-- Written instruction --
Scale the records from the line containing "Could you please annotate the blurred" down to the line containing "Could you please annotate the red", both ends included, and give only those lines. Copy the requests unchanged, and multiply every x and y point coordinate in the answers by 1.5, rounding to whole numbers with halves going up.

-- Records shown --

= = = = =

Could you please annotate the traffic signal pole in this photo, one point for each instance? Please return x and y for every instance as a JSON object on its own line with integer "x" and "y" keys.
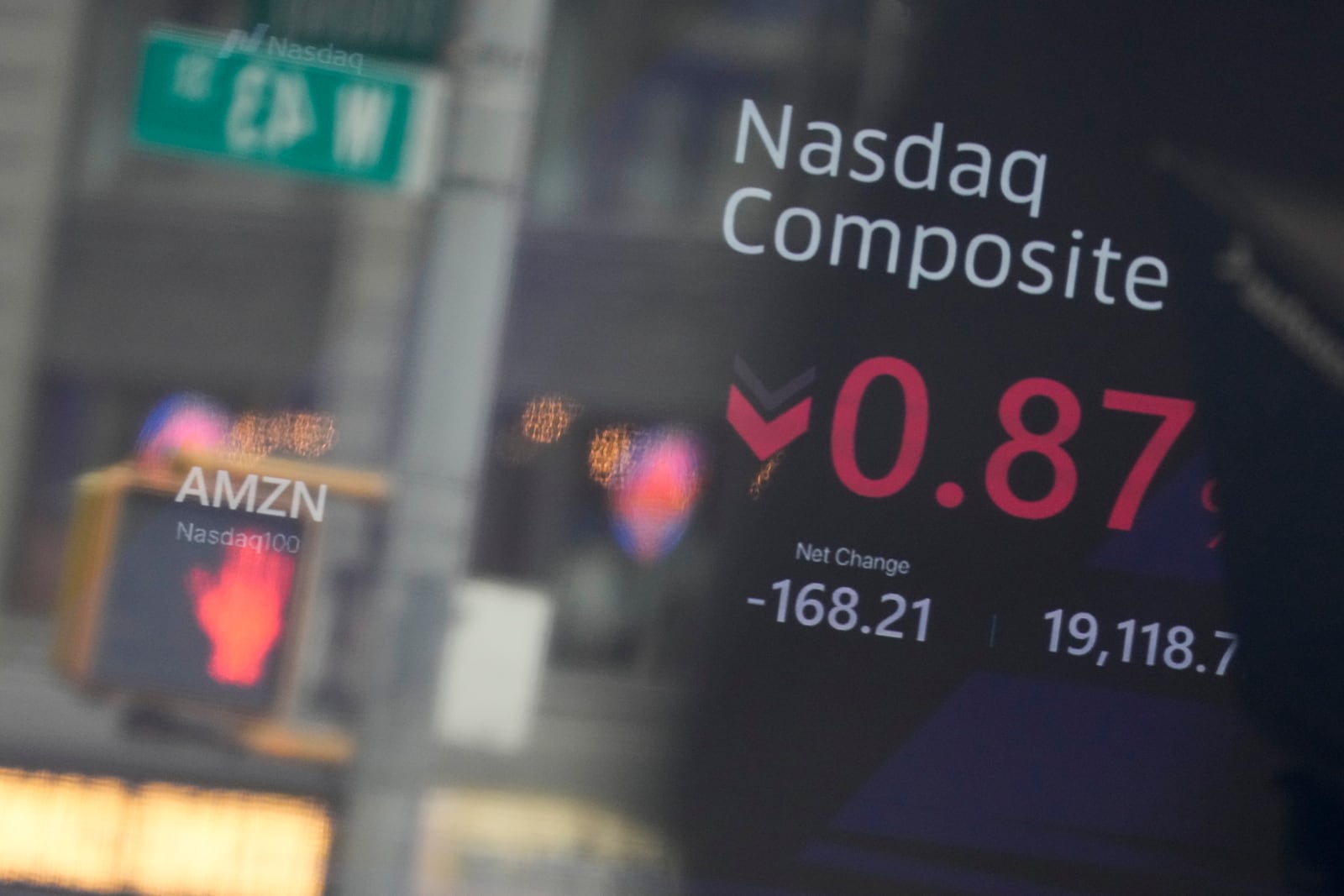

= = = = =

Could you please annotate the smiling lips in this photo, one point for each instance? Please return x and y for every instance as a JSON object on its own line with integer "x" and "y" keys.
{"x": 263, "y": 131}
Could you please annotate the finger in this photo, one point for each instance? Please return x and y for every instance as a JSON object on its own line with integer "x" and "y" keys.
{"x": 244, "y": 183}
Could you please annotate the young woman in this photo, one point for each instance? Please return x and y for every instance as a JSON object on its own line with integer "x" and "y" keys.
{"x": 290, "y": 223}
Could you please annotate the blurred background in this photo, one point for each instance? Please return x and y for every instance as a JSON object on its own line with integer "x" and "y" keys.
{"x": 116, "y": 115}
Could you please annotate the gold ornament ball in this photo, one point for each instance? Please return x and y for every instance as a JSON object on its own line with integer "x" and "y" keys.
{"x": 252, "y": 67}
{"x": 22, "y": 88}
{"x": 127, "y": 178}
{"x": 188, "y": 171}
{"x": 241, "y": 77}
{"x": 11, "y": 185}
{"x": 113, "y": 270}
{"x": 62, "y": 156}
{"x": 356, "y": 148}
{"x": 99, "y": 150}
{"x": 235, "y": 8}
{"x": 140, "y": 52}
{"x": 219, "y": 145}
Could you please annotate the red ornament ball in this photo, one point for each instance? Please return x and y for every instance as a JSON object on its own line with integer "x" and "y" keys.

= = = = =

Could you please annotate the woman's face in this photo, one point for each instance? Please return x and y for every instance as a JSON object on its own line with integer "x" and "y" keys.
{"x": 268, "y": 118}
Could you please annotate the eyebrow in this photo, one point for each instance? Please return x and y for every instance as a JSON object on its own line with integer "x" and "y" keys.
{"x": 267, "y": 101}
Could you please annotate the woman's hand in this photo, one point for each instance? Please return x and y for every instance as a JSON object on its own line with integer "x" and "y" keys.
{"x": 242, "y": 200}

= = = = =

-- Expected answer --
Could you please annotate the blurred background in this photo, one point for each instance? Please return x and y for every instance as a JSON object on its own line with integer "x" and "y" keys.
{"x": 174, "y": 173}
Could you please annotate the gold ornament ball in this photo, one point for each instance? Please return x and y for every instance as a JSON object on its own line with integer "x" and "y" keys.
{"x": 378, "y": 101}
{"x": 33, "y": 132}
{"x": 191, "y": 267}
{"x": 282, "y": 257}
{"x": 362, "y": 116}
{"x": 17, "y": 278}
{"x": 170, "y": 405}
{"x": 93, "y": 234}
{"x": 534, "y": 222}
{"x": 149, "y": 225}
{"x": 353, "y": 12}
{"x": 210, "y": 78}
{"x": 329, "y": 218}
Could you please annotate the red ornament ball in this photo, one point for each instance? Please return x and y for every instance as a JSON object on its own line with integer "x" and "y" keys.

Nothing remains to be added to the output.